The task: Transfer everything in the material from the line containing "the green painted" down to the line containing "x=238 y=344", including both of those lines and the request lines, and add 87 to every x and y coordinate.
****
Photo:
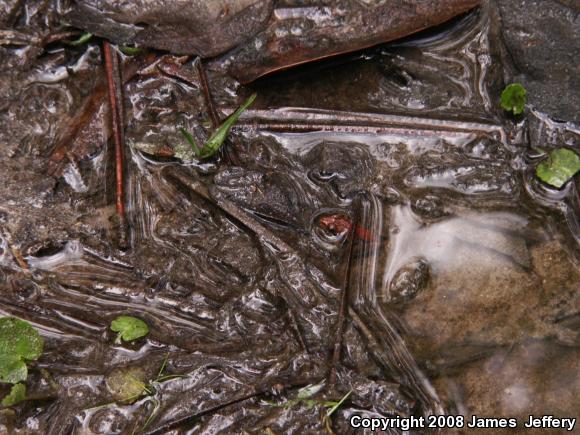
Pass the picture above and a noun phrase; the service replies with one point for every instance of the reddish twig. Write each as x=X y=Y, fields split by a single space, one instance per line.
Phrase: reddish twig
x=66 y=141
x=343 y=307
x=213 y=115
x=116 y=102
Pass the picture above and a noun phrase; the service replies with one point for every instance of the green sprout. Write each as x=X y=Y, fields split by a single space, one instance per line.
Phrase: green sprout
x=17 y=394
x=128 y=384
x=218 y=137
x=304 y=397
x=84 y=38
x=19 y=343
x=130 y=51
x=513 y=98
x=129 y=328
x=560 y=166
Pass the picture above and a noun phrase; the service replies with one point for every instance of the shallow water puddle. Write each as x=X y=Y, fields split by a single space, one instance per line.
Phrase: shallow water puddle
x=390 y=174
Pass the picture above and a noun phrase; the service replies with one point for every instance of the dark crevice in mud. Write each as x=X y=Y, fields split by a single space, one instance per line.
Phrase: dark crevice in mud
x=373 y=223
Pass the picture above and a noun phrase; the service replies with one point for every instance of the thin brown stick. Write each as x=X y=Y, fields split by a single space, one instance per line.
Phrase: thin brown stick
x=258 y=391
x=343 y=308
x=115 y=100
x=15 y=251
x=66 y=140
x=213 y=115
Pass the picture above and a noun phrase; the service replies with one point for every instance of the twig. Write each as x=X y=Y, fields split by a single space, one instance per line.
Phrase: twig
x=214 y=117
x=258 y=391
x=85 y=116
x=116 y=102
x=343 y=308
x=15 y=251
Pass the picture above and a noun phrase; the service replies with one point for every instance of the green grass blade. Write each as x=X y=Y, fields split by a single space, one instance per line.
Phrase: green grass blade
x=219 y=136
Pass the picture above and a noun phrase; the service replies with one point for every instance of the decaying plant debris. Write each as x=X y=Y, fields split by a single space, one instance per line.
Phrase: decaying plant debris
x=371 y=237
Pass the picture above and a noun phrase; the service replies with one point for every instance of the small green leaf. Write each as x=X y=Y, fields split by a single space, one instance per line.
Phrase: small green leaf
x=85 y=37
x=560 y=166
x=17 y=394
x=130 y=51
x=20 y=338
x=129 y=328
x=513 y=98
x=127 y=384
x=338 y=405
x=12 y=369
x=309 y=391
x=191 y=140
x=19 y=342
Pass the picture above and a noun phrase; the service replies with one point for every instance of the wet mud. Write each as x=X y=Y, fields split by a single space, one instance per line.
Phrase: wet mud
x=386 y=185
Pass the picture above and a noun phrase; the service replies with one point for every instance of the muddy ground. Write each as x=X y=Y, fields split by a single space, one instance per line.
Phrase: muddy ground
x=390 y=174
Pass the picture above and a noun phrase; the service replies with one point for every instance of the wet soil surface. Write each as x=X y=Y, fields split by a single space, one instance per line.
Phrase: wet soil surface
x=389 y=174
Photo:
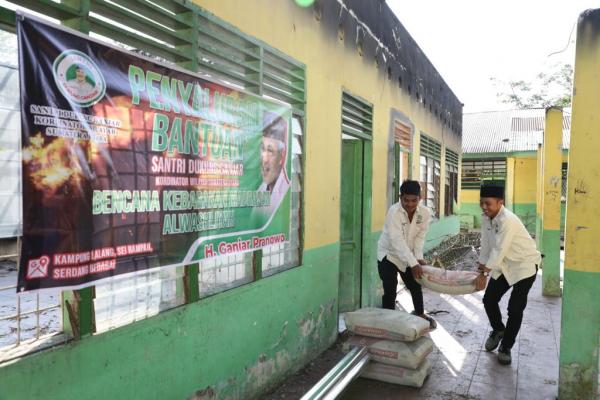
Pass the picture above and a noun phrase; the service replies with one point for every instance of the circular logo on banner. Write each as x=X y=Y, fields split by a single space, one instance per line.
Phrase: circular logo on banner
x=78 y=78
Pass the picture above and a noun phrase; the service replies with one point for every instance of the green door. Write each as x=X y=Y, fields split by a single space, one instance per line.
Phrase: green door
x=351 y=222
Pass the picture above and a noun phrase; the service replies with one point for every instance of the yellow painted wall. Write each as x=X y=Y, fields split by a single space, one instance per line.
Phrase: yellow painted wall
x=331 y=66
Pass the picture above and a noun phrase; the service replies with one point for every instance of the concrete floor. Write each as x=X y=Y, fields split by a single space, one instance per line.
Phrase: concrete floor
x=462 y=369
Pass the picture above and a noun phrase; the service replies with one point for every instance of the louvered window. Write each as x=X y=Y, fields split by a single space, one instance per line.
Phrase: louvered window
x=476 y=171
x=403 y=136
x=430 y=173
x=451 y=193
x=357 y=117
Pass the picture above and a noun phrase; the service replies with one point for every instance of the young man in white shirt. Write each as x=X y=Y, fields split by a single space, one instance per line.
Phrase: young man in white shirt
x=510 y=256
x=400 y=248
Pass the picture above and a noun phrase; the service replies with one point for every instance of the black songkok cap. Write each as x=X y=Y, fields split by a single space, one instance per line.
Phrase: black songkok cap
x=411 y=188
x=488 y=190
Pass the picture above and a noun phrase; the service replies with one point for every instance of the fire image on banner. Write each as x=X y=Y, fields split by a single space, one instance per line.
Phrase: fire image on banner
x=129 y=164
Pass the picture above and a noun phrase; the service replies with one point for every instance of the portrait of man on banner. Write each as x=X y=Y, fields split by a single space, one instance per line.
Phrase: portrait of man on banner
x=273 y=153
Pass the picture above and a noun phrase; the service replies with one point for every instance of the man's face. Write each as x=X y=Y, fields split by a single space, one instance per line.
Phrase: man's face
x=80 y=73
x=490 y=206
x=270 y=160
x=409 y=202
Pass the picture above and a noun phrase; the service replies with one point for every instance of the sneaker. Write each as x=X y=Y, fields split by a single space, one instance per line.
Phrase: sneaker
x=504 y=357
x=432 y=323
x=494 y=340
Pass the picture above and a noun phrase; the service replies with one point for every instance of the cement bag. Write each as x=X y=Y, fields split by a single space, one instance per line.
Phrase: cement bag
x=401 y=354
x=450 y=282
x=386 y=324
x=398 y=375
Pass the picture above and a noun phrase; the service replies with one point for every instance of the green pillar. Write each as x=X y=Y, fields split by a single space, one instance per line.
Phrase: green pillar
x=580 y=327
x=552 y=186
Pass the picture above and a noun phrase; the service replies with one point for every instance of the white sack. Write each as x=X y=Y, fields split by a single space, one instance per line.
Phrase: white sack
x=400 y=354
x=398 y=375
x=386 y=324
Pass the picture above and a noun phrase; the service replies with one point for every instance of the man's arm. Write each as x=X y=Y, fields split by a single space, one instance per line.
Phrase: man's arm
x=501 y=246
x=484 y=252
x=420 y=237
x=398 y=242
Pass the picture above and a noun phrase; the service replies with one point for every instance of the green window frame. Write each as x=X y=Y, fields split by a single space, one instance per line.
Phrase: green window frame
x=357 y=117
x=451 y=193
x=474 y=171
x=430 y=173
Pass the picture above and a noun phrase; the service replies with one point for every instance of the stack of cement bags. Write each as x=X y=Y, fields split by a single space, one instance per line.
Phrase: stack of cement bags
x=396 y=342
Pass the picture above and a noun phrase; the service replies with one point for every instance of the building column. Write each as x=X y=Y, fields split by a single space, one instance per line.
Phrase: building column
x=509 y=189
x=539 y=205
x=552 y=186
x=580 y=326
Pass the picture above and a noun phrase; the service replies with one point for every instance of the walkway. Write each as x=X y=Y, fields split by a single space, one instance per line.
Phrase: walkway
x=462 y=369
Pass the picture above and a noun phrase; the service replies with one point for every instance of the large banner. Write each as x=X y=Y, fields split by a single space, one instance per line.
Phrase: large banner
x=130 y=164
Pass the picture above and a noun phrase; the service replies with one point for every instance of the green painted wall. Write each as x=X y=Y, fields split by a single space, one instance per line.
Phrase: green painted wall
x=580 y=332
x=372 y=289
x=238 y=344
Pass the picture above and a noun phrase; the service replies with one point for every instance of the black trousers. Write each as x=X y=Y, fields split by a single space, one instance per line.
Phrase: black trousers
x=389 y=277
x=516 y=305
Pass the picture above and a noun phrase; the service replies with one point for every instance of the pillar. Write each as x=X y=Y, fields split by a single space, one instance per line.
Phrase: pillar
x=509 y=188
x=580 y=325
x=552 y=186
x=538 y=198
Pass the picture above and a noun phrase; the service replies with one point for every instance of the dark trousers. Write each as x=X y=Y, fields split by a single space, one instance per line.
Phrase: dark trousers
x=389 y=276
x=516 y=305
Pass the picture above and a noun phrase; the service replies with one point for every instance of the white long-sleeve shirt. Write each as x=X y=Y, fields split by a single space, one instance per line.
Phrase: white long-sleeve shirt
x=507 y=248
x=402 y=241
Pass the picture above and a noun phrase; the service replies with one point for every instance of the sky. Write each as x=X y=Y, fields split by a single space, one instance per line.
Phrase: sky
x=471 y=41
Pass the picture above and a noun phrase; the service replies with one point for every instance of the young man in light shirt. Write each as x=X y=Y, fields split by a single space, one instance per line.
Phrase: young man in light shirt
x=509 y=256
x=400 y=248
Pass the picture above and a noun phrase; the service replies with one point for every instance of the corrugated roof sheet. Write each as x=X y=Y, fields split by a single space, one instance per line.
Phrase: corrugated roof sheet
x=508 y=131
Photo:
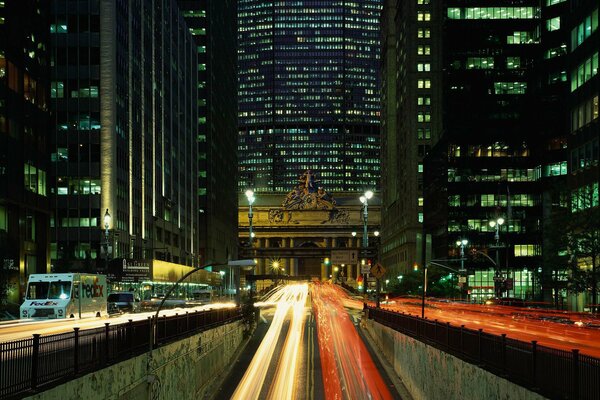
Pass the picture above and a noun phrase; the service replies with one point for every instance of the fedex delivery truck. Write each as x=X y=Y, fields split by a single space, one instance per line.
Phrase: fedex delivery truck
x=75 y=295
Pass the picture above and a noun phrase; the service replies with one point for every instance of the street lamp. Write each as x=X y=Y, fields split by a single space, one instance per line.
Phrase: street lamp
x=462 y=271
x=233 y=263
x=497 y=278
x=107 y=219
x=251 y=198
x=365 y=201
x=496 y=224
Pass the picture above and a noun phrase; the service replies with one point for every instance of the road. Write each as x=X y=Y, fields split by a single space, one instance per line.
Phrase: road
****
Answer to this task:
Pass the picture above and a noun phrase; the service replies with one point for every instance of the green painted wall. Write each as x=X y=Y, fields split by a single space, one instance per line.
Phrase: green painted wall
x=667 y=419
x=459 y=376
x=325 y=431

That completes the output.